[[ Records for processing open ]]
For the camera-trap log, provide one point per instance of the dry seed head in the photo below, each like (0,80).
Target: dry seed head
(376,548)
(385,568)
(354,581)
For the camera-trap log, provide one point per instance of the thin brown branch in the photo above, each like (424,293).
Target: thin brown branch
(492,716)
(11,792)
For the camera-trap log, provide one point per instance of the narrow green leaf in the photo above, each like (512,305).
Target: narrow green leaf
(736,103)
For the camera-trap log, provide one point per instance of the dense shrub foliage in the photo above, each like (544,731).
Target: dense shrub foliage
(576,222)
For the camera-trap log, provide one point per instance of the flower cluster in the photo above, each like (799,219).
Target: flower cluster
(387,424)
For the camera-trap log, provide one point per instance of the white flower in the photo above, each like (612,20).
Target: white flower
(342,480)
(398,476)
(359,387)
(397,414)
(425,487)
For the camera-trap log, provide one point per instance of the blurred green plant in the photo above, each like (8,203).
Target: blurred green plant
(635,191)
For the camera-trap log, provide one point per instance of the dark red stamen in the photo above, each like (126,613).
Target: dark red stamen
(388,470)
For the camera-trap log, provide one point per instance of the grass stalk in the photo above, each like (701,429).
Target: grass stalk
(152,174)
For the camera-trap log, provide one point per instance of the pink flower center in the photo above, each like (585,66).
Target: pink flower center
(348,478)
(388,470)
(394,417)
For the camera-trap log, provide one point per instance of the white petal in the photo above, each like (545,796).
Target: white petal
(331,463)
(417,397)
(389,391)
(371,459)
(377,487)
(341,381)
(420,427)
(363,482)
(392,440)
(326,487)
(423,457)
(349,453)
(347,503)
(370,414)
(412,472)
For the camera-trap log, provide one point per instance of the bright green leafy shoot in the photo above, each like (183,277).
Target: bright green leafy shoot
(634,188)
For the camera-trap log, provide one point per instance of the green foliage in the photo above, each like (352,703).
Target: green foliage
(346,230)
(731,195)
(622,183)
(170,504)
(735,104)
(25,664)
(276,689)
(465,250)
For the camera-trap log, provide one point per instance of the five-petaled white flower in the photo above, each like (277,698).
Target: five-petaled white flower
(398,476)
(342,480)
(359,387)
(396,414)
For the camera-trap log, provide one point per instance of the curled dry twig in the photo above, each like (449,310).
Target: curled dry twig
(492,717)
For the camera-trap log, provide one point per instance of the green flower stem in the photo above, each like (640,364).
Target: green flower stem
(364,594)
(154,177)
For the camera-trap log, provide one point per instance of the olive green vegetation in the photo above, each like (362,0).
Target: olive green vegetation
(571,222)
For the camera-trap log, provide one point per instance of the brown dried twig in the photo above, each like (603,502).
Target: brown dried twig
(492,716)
[[ Records for processing closed ]]
Your assignment |
Here you need to write out the listing above exactly, from its first line to its last.

Reply to the exercise |
For the camera-trap log, provide one point per instance of the dry seed head in the photo below, each like (0,80).
Target: dry seed head
(376,548)
(385,568)
(354,581)
For the camera-trap log, provide one point per instance of the thin brown branch in the photo above, each like (424,293).
Target: thin brown branch
(492,716)
(11,792)
For the camera-trap log, provide one point per instance of the narrow green leaf in the photo above, each like (512,305).
Target: narrow green leaf
(736,103)
For the camera-trap log, provide one point per instance of the dense shrub foliage in the photo above, each like (544,731).
Target: dense shrub foliage
(576,222)
For the camera-trap log, provide one point per instance of the flower cluster in the photo above, each like (799,219).
Target: flower cluster
(387,424)
For the camera-trap log, provide one point per instance of the white flower in the photo above, each like (612,20).
Target: white flower
(342,480)
(398,476)
(359,387)
(397,414)
(425,487)
For the camera-trap log, provide one point per instance of the blurred green plant in the photo above, each like (8,203).
Target: blurred green plant
(635,191)
For the camera-trap log, provide one point per instance of the dark red stamen in the photo above, each like (126,613).
Target: dark red stamen
(388,470)
For the camera-trap log, provide one point per instance of the grass stalk in the photo above, each like (701,429).
Target: grass stalk
(152,174)
For the camera-trap log, provide one point per instance of the pink flower center in the photo above, each like (585,66).
Target: pink flower center
(348,478)
(388,470)
(394,417)
For the camera-trap log, provide one point per instance of the white petal in the photo above, each like (545,796).
Target: white petal
(331,463)
(417,397)
(389,391)
(371,459)
(377,487)
(341,381)
(420,427)
(363,482)
(392,440)
(326,487)
(423,457)
(349,453)
(347,503)
(370,414)
(412,472)
For the camera-trap log, provide one point per instance of the bright green leafy shoot in the photo above, each like (183,277).
Target: bright green leafy shoot
(634,188)
For the camera-trap log, provide one point per instance of the green foliage in the photo above, each like (352,703).
Target: green foliage
(346,230)
(731,195)
(622,183)
(170,504)
(735,104)
(25,664)
(276,689)
(465,250)
For the camera-trap log, provide one point per instance of the five-petaled white flower in the photo above, each like (277,698).
Target: five-petaled white flower
(398,476)
(342,480)
(359,387)
(396,414)
For the camera-trap log, provide one point per instance of the curled dry twig in the photo above, each like (449,310).
Target: curled dry twig
(492,717)
For the camera-trap log, provide one point per instance of the green flower stem in the photo above, each like (640,364).
Target: green flower stem
(364,594)
(154,177)
For the camera-trap log, provide one point per instance of the olive green vegetation in the photo above, each like (362,0).
Target: olive green vegetation
(571,222)
For the camera-trap log, provide one point per instance of the brown dried twig in the photo above, each like (603,502).
Target: brown dried twig
(492,716)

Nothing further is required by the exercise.